***** Records for the exercise

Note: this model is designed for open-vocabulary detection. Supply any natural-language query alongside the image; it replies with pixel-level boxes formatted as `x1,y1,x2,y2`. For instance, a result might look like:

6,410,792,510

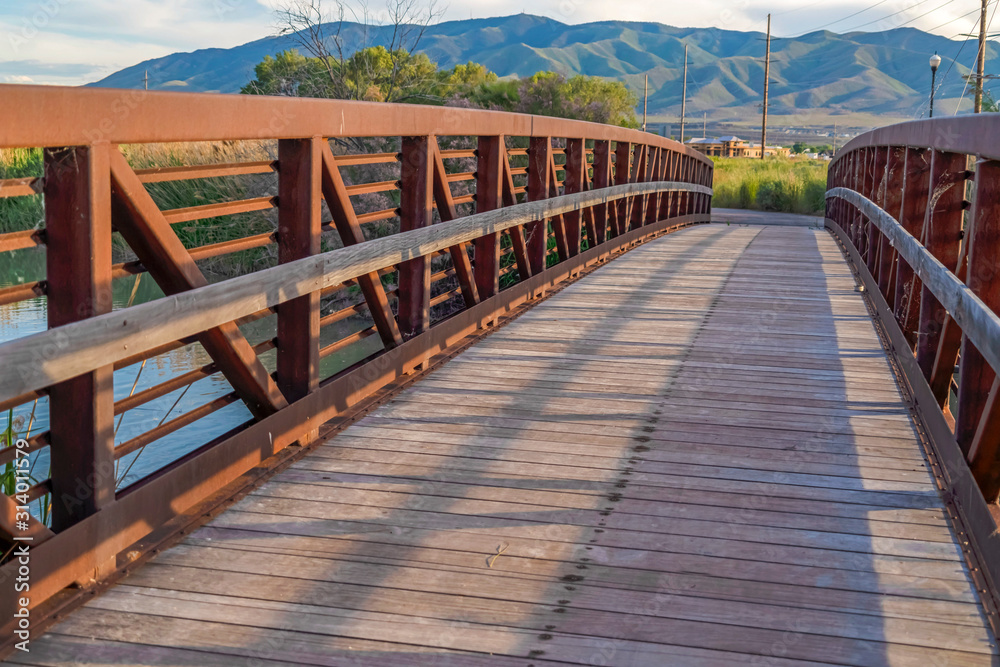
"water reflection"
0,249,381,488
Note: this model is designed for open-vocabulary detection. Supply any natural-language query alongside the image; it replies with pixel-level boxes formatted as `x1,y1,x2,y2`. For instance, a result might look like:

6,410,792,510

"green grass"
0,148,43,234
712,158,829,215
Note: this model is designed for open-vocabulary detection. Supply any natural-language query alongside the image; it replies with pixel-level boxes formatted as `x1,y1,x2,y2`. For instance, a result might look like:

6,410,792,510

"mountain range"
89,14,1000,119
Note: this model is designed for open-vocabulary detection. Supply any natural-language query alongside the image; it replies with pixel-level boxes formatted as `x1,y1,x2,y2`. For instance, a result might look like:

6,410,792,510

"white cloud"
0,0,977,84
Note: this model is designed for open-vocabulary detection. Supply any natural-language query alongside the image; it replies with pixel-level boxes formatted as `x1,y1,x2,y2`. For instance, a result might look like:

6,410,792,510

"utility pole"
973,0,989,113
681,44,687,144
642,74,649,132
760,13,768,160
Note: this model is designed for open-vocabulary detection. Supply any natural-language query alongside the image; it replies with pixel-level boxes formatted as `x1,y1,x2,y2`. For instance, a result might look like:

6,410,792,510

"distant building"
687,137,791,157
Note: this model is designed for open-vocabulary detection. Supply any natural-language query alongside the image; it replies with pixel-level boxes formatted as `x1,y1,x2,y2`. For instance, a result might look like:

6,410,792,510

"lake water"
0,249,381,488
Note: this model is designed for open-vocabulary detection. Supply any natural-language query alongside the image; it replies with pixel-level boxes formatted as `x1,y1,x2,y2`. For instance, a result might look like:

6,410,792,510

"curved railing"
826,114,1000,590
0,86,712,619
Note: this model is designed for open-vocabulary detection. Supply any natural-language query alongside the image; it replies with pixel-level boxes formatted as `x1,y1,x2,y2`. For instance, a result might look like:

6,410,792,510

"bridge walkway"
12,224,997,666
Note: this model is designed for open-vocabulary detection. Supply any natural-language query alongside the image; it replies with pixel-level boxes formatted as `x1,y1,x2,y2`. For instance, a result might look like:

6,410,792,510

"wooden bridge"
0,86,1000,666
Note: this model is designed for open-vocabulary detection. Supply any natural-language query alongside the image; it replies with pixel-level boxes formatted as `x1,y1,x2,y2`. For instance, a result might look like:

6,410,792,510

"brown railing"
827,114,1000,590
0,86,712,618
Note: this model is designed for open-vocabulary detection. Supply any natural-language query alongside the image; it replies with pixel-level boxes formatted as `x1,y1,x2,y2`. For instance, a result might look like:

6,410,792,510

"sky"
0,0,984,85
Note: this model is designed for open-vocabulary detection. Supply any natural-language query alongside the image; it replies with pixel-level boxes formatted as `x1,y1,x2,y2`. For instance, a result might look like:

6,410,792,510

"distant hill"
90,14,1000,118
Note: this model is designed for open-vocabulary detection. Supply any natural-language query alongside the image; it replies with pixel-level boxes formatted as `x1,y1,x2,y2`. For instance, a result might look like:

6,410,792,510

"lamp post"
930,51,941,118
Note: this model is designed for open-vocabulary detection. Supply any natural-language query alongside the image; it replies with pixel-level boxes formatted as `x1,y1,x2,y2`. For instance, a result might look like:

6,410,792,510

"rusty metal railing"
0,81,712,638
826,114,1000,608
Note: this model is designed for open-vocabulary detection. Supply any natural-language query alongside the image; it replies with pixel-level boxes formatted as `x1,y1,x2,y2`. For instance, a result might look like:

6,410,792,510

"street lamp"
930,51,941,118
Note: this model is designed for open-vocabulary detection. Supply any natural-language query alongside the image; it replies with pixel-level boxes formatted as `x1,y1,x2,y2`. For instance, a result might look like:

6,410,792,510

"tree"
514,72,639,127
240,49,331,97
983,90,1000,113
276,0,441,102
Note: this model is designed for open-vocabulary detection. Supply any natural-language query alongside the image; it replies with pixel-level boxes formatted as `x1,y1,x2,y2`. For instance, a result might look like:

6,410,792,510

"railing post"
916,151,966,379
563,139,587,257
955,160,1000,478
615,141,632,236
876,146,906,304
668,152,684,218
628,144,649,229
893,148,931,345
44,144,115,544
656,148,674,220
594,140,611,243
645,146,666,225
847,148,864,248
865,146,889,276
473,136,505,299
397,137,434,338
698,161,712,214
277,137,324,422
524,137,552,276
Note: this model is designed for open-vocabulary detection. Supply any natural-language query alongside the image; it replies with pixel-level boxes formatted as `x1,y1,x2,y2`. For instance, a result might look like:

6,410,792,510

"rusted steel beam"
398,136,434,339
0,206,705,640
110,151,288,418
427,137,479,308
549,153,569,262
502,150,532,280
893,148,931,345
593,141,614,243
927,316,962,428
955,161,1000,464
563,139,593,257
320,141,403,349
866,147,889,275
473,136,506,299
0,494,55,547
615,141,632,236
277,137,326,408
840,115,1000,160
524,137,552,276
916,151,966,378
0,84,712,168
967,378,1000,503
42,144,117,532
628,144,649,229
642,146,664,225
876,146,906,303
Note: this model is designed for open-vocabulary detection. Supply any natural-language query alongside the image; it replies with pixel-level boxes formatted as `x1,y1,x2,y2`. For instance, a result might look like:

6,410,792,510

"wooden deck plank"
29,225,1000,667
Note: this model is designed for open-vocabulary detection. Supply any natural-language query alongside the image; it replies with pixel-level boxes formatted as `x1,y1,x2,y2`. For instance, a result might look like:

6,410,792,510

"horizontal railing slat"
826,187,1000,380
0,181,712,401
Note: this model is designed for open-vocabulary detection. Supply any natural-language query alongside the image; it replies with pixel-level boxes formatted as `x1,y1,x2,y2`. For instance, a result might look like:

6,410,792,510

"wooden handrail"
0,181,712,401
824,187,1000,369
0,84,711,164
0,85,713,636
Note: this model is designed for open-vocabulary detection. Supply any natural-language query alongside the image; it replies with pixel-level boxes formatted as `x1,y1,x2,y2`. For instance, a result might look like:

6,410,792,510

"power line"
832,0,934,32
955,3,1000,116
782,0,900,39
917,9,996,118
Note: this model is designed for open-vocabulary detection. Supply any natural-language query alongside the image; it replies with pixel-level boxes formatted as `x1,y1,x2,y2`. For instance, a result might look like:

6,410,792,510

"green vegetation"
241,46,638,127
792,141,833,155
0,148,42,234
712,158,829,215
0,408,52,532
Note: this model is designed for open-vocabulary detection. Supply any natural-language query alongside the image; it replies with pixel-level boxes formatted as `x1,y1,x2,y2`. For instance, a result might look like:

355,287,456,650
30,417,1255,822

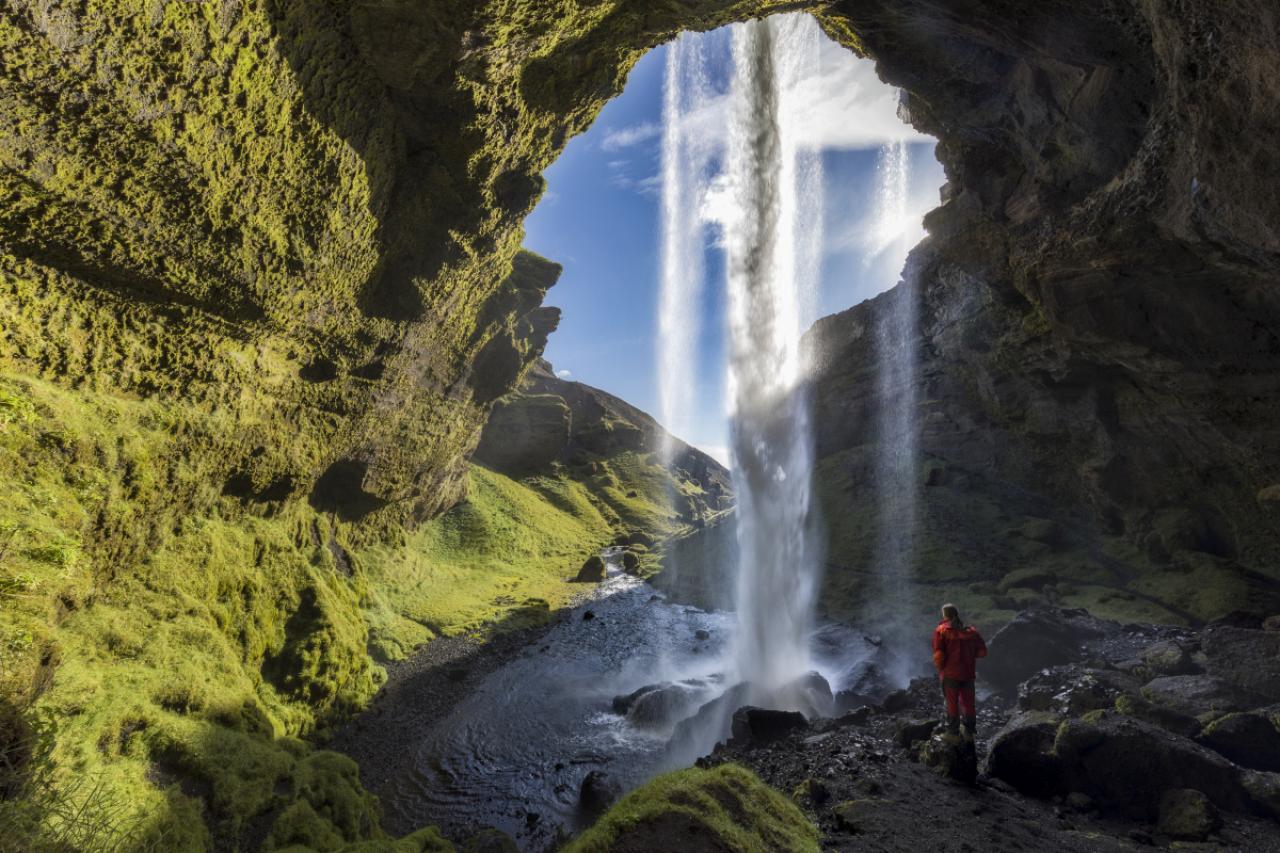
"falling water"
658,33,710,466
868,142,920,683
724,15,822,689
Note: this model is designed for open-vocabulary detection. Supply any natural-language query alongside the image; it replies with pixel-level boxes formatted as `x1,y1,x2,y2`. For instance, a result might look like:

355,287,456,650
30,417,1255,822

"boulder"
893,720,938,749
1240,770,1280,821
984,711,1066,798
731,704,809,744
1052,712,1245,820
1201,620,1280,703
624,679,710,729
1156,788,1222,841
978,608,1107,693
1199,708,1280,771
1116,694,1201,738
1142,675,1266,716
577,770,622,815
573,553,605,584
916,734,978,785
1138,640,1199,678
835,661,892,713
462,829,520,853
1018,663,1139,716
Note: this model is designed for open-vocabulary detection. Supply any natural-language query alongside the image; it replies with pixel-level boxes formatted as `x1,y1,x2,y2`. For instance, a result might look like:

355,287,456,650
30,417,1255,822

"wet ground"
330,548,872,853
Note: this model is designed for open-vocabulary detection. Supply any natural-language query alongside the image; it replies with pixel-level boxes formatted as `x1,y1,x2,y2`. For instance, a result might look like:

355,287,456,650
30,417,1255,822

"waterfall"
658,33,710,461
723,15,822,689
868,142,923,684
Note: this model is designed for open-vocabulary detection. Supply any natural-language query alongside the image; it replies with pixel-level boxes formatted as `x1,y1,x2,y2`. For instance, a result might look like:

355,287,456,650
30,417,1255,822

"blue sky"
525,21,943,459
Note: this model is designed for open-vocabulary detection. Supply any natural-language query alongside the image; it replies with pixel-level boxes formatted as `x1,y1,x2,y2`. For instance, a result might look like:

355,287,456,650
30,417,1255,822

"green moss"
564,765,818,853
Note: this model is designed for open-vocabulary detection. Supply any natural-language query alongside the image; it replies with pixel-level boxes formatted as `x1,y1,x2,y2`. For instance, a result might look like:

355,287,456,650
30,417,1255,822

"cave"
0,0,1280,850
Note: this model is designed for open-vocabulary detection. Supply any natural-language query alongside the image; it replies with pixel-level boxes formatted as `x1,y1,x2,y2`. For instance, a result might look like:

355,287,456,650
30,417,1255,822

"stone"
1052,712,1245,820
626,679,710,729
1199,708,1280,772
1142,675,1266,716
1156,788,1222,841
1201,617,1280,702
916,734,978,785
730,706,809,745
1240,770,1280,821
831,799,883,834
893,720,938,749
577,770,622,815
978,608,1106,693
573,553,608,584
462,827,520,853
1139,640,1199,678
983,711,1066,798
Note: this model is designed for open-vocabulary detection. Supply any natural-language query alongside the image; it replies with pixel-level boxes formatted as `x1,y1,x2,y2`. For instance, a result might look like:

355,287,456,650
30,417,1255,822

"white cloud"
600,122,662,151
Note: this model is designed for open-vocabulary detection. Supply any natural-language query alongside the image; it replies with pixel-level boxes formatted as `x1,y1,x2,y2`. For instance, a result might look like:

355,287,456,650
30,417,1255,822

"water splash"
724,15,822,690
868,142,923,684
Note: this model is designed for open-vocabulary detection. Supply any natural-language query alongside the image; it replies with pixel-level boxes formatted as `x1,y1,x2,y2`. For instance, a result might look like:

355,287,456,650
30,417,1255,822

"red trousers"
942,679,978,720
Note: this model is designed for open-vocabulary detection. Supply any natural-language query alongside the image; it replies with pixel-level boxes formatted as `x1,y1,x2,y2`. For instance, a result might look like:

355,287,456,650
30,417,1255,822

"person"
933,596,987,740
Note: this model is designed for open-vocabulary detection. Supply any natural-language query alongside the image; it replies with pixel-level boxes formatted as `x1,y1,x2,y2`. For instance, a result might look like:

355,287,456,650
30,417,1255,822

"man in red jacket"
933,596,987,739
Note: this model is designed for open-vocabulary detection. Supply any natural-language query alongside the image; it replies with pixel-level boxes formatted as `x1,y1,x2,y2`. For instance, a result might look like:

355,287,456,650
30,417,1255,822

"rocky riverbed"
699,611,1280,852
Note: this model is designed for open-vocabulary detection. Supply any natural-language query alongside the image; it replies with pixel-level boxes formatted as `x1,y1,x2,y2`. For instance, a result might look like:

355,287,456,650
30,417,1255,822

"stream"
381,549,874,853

**********

- Set task: Revise the lines from the very first one through the line containing "89,14,1000,119", replacing every "natural-language query" with "free-text query" and keeping everything else the same. Omit the pictures from your answer.

- Answer below:
Note: this model is designed for open-vocabulary detection. Supply any free-text query alongside the image; it replies with pixel-level boxes formatted as `x1,y1,x2,y2`. For instance, a result might look like:

6,410,792,510

"water reflection"
0,249,381,488
Note: this model is designed for open-vocabulary detection. Supply any free-text query alongside the image; it replies with pixel-level boxes formatted as `x1,y1,x2,y2`. For instance, a result might look like:

6,410,792,510

"green grass"
0,148,43,234
712,158,829,215
Note: this model is designed for open-vocabulary detection. Supply any free-text query alongside the image; it replies with pixel-level boxes formatted as `x1,y1,x2,y2`. For instance, a result might look like:

6,410,792,510

"mountain range"
89,14,1000,119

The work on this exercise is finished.